* Start Data to process *

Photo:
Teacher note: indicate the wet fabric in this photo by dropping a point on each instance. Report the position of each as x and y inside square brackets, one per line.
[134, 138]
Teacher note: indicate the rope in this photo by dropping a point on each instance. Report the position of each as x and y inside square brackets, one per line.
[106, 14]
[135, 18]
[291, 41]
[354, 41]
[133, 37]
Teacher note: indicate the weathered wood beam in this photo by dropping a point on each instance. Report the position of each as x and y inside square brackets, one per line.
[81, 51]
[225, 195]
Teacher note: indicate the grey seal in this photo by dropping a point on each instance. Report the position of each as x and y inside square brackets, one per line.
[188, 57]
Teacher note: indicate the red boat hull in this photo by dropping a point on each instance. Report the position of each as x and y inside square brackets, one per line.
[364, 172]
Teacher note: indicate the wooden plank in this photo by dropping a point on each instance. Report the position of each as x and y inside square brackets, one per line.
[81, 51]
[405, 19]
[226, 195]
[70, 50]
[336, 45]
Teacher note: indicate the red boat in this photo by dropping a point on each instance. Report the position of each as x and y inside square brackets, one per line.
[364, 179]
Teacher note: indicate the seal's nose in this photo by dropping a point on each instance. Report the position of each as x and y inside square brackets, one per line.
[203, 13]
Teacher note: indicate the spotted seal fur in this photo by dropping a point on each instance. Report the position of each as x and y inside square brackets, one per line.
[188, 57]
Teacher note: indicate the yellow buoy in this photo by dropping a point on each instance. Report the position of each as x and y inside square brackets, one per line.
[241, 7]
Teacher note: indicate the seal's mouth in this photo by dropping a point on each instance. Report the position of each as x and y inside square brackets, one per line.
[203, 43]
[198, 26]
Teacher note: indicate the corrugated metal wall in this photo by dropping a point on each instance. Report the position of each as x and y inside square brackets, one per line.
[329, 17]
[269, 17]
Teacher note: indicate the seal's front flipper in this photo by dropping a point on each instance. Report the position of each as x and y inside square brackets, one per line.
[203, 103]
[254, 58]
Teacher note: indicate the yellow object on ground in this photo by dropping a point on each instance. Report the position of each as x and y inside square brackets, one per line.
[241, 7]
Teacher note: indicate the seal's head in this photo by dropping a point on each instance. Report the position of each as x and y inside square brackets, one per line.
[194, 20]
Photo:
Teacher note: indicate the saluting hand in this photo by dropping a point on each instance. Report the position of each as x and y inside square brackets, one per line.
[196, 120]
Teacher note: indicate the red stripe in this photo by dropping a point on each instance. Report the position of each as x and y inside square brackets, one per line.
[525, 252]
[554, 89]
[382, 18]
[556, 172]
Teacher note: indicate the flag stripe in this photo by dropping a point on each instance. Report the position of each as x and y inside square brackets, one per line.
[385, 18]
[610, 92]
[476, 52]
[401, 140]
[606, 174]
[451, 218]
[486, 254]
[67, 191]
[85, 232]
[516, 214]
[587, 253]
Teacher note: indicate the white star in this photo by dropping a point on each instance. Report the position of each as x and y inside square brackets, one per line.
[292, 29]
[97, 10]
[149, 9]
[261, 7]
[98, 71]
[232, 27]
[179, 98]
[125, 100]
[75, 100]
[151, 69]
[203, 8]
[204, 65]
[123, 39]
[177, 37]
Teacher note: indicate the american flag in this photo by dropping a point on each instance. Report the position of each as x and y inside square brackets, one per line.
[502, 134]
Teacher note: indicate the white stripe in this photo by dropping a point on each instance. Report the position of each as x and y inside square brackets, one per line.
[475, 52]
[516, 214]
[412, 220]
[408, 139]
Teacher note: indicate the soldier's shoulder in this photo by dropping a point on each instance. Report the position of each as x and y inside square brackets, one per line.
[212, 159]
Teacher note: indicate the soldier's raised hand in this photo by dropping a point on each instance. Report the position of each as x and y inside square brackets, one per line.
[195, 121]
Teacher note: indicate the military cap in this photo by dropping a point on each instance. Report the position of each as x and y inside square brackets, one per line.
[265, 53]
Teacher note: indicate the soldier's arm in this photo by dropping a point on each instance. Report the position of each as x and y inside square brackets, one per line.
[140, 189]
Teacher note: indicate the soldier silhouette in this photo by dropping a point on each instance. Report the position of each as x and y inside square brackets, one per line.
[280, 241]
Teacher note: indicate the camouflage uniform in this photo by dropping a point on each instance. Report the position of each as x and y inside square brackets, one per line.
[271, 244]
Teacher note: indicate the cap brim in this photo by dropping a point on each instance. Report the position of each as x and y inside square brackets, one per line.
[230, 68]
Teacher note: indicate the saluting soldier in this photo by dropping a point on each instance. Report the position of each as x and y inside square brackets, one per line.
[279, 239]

* End Data to process *

### Directions for this task:
Edit the items from the line containing "Teacher note: indicate the camouflage" through the end of the items, changing "cap brim" to "hat brim" and keeping everything else the same. Return only those lines.

### Correct output:
Teacher note: indicate the camouflage uniform in this photo by dropping a point on each instance. Report the position of each as x and y inside square brackets, one per line.
[271, 244]
Teacher note: indicate the hat brim in this photo by dropping a point on each instance. Report the position of each as x and y inside square brackets, one per line.
[230, 68]
Teacher note: indicate the saluting soldier in this photo by dropping a point on each instance. Report the position of each as x and y inside square brackets, one per line.
[279, 239]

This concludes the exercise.